Exact copy, pictures excluded: please retype the lines from the start of the material through the line containing "In this exercise you will indicate the glossy", both ends included, and nothing more.

▶

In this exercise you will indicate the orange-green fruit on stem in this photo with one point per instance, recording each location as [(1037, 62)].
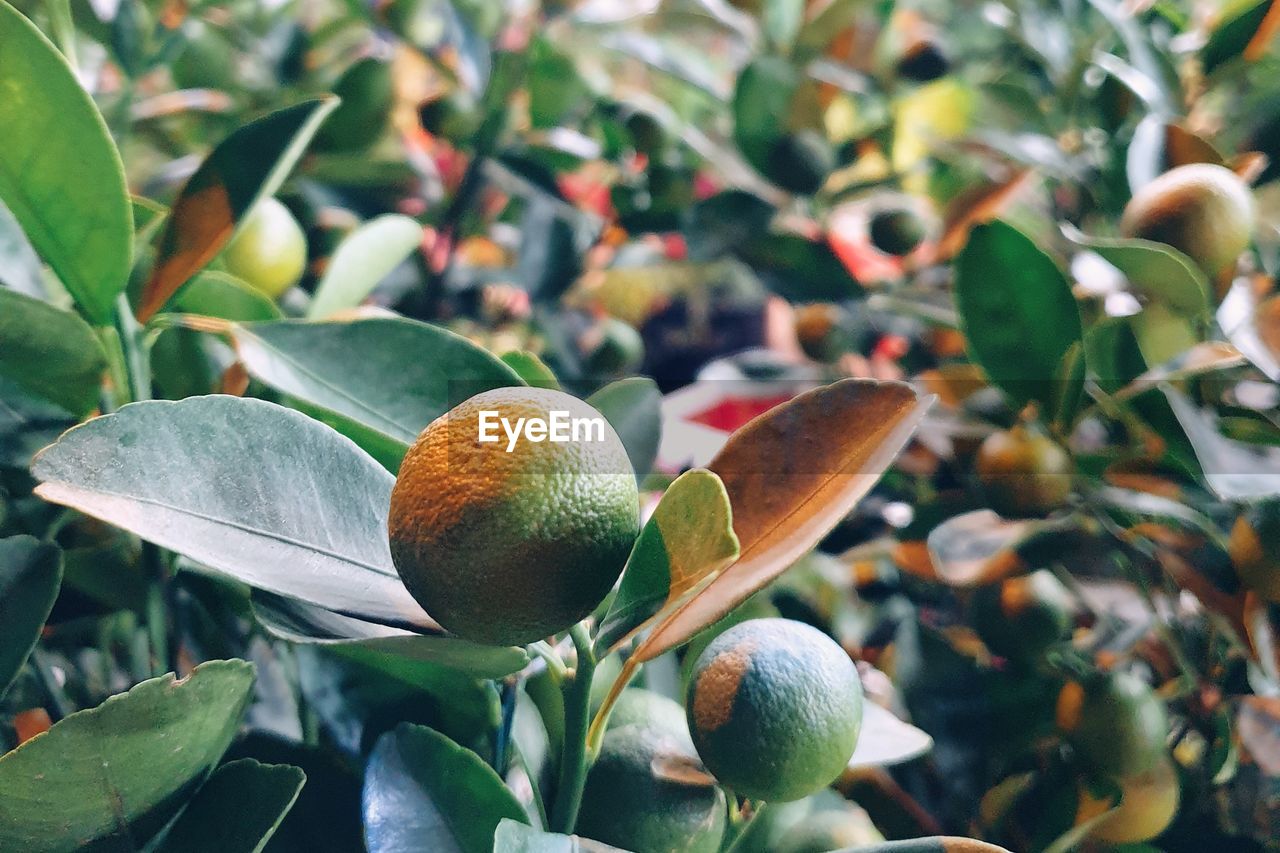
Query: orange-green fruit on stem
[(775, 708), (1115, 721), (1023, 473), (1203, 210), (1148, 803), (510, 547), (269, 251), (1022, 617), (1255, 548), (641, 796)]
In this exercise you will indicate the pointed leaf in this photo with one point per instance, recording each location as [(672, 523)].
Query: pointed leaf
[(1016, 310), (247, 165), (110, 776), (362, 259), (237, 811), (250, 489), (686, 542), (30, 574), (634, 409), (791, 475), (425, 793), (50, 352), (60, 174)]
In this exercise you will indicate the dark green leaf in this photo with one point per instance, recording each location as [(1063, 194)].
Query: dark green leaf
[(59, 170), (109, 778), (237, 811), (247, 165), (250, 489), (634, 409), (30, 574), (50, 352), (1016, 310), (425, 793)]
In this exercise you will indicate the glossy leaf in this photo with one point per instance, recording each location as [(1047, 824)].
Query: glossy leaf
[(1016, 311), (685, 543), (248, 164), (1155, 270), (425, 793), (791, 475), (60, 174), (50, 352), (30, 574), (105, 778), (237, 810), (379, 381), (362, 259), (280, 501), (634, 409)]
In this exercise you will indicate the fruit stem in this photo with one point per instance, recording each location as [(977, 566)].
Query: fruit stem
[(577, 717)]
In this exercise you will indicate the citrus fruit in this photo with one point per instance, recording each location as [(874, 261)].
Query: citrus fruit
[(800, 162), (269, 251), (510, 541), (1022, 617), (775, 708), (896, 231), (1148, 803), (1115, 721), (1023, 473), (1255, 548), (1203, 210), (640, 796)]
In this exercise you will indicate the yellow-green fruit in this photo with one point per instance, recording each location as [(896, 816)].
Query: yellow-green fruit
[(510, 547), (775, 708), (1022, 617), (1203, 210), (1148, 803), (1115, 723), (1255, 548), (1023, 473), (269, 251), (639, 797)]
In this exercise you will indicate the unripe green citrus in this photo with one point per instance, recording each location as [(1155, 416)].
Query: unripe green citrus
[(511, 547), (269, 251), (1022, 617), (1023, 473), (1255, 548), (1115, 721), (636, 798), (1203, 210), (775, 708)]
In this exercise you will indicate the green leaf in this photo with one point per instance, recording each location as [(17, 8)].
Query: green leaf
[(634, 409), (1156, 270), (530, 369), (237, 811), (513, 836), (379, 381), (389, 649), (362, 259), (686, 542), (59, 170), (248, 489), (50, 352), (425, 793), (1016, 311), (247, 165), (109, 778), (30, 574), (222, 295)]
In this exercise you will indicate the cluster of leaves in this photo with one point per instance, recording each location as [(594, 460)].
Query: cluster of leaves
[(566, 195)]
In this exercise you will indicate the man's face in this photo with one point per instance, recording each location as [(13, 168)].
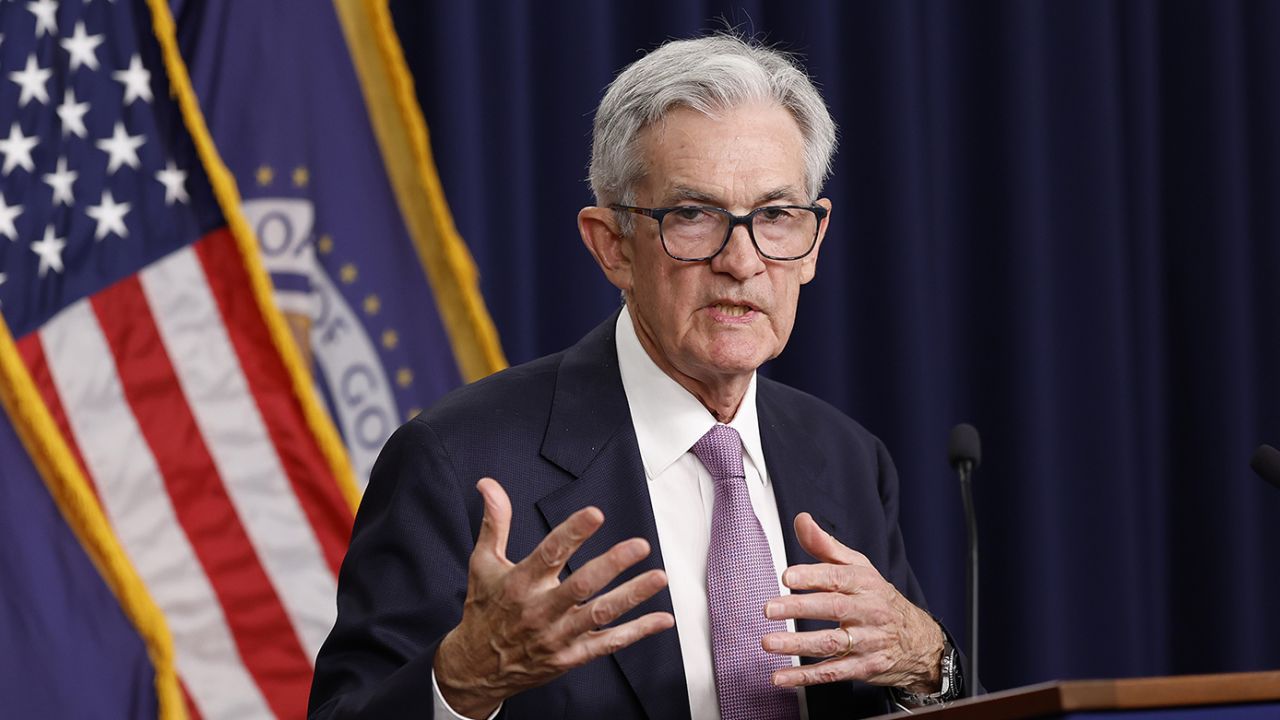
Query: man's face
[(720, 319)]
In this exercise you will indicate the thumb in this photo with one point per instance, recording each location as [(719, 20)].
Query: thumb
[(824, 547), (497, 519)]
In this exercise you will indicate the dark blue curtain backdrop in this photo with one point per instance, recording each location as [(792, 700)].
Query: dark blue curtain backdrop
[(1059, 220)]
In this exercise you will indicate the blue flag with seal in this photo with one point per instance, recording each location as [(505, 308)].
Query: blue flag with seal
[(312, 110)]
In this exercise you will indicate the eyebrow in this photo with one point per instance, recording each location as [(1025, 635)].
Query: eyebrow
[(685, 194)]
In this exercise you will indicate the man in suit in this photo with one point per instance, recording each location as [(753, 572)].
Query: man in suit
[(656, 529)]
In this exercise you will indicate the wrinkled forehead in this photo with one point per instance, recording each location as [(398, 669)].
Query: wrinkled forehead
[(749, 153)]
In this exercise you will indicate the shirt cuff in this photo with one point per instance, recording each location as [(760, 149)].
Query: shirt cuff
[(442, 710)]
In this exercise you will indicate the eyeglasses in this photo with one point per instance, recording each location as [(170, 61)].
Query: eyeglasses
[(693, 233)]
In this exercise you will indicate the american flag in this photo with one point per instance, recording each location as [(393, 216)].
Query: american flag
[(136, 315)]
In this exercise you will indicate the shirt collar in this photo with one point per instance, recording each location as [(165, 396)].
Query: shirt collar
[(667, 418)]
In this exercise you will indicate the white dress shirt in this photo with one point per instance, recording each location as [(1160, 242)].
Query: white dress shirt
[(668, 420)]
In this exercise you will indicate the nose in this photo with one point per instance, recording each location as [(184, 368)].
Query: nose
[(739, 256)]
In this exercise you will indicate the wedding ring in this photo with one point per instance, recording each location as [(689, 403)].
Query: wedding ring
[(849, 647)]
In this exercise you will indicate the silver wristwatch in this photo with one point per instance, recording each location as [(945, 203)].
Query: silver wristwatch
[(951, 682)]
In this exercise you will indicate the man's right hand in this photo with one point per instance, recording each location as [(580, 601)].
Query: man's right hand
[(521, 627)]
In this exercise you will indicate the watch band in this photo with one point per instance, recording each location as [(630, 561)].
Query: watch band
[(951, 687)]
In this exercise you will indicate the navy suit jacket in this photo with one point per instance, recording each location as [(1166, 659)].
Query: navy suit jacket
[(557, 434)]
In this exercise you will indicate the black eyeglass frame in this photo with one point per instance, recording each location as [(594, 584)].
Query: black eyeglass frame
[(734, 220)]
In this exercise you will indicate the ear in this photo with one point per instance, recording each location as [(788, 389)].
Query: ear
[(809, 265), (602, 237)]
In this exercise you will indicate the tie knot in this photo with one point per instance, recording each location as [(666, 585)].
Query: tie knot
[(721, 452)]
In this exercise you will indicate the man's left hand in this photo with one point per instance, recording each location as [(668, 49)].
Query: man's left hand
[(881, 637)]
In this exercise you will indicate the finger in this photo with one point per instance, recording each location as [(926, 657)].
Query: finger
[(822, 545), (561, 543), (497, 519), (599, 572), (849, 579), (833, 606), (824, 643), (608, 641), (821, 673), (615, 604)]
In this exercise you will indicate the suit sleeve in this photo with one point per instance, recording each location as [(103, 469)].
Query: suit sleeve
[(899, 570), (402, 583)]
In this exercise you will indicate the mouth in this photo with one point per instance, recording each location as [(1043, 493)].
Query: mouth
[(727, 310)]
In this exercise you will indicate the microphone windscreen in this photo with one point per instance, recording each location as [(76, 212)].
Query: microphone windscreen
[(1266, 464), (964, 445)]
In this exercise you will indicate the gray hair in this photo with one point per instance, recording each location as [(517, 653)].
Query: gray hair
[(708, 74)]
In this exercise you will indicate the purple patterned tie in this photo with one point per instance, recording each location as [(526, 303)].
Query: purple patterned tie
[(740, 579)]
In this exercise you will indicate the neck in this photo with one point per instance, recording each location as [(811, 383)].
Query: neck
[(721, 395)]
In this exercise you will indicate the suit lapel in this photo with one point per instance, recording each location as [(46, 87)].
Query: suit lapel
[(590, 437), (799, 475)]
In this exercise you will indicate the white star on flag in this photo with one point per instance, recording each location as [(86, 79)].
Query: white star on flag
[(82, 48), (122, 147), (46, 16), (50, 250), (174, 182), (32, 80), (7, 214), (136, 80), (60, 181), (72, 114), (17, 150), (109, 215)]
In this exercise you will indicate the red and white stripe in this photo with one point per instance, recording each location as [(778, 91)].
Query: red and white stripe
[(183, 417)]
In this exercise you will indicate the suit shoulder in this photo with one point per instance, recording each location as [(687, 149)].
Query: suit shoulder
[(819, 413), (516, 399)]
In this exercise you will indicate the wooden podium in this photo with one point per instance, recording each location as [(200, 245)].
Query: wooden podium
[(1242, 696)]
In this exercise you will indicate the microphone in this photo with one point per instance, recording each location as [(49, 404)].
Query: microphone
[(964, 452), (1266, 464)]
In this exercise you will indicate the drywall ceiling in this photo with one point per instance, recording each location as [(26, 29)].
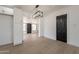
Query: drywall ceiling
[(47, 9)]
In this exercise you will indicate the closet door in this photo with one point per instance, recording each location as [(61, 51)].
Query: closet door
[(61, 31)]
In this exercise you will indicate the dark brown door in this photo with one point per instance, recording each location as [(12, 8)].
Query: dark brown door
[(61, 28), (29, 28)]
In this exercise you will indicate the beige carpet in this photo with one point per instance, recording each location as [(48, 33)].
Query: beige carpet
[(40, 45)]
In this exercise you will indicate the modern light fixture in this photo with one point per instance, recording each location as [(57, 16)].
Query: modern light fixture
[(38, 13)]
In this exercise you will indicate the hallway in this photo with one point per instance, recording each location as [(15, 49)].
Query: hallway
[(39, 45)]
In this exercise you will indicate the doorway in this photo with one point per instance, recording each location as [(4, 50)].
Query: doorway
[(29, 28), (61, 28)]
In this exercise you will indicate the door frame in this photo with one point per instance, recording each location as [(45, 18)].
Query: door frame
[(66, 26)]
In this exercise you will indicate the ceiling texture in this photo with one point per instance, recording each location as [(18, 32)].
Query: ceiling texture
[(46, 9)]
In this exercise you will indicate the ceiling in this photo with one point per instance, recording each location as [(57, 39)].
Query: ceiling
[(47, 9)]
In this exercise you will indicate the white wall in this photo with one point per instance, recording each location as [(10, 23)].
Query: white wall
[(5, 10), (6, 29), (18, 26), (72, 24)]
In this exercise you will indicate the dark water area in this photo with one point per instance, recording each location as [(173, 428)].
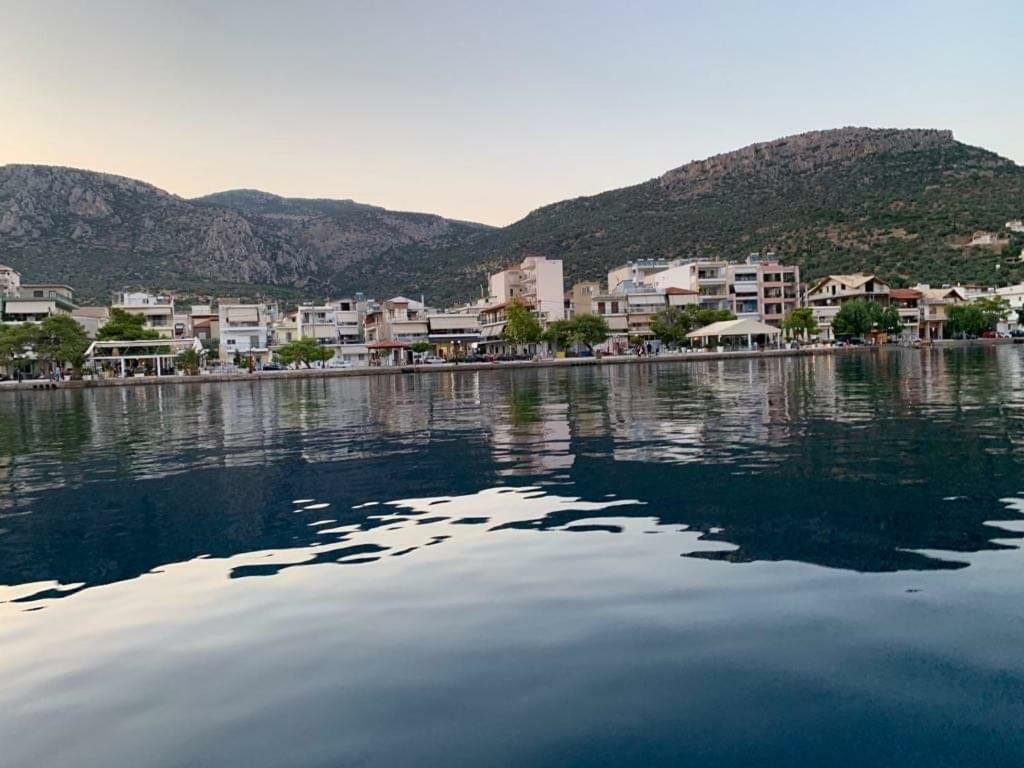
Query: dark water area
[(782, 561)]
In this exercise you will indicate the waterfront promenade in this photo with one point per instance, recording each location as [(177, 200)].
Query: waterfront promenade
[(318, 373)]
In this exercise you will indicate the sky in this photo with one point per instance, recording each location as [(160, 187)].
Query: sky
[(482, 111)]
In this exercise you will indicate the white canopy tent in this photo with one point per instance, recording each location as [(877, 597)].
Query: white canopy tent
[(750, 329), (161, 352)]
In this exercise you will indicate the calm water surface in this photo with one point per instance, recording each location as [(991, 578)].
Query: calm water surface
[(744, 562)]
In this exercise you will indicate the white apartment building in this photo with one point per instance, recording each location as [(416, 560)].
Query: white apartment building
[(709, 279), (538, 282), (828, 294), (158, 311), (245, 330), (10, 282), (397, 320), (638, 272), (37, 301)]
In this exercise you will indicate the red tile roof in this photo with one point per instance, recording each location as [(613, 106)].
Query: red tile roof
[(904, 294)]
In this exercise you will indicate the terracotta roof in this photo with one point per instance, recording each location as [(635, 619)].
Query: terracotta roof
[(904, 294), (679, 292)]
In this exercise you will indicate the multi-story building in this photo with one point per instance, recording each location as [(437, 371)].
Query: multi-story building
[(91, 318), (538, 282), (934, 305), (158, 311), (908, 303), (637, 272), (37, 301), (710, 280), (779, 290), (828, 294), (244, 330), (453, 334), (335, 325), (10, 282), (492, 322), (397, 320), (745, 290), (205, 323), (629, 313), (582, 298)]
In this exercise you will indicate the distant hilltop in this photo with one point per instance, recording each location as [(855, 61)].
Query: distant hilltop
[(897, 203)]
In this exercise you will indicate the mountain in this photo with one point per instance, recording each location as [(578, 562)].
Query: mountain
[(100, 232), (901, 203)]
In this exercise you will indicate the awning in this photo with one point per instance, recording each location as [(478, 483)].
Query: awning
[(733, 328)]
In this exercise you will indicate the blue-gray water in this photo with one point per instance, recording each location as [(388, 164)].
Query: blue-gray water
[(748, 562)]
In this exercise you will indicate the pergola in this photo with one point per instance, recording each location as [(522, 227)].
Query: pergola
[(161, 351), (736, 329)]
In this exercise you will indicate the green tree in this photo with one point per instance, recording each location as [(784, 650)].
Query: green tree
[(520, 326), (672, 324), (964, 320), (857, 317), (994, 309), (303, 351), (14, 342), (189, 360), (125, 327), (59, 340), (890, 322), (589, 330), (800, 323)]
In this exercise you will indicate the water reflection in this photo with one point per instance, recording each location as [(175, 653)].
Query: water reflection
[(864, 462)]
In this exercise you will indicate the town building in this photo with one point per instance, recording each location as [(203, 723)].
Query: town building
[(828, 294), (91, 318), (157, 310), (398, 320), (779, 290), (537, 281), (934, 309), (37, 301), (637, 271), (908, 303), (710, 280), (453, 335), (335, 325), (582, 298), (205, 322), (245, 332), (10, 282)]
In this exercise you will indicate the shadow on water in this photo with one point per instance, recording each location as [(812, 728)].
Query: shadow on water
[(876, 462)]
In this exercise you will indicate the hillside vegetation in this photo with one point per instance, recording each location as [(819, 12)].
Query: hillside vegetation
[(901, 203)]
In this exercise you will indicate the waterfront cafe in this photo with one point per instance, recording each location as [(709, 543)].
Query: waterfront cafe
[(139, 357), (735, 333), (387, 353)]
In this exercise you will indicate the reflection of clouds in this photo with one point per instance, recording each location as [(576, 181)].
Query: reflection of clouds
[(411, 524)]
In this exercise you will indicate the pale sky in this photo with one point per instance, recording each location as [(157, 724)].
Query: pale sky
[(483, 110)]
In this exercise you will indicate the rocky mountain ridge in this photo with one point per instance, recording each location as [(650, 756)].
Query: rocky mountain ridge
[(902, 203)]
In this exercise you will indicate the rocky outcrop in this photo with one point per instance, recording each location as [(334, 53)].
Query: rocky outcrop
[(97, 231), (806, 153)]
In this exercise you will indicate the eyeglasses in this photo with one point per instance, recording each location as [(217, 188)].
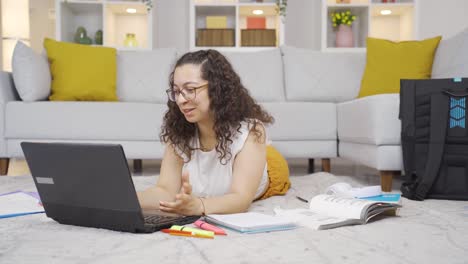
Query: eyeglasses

◀

● **REPLY**:
In this exercise you will indicate the orange-green fruit on stem in this photo with one point per instance, recording each location as [(1037, 62)].
Query: orange-green fruit on stem
[(775, 708), (1115, 721), (1023, 473), (1203, 210), (1148, 803), (510, 547), (269, 251), (1022, 617), (1255, 548), (641, 796)]
In this exercise you will indicate the pointed leaf in this photo with one point per instance, recording each location as [(672, 523)].
Query: pointed leaf
[(1016, 310), (247, 165), (110, 776), (362, 259), (237, 811), (250, 489), (686, 542), (30, 574), (634, 409), (791, 475), (425, 793), (50, 352), (60, 174)]
In this exercise you will indicate the dark green leaf in this photo with one point per instance, recording each location as [(1063, 194)].
Query: dark green leaf
[(59, 170), (109, 778), (237, 811), (247, 165), (250, 489), (634, 409), (30, 574), (50, 352), (1016, 310), (425, 793)]
In this exercise you will indicate the glossy leaf in this photo with one point per instance, recording each location as [(1047, 824)].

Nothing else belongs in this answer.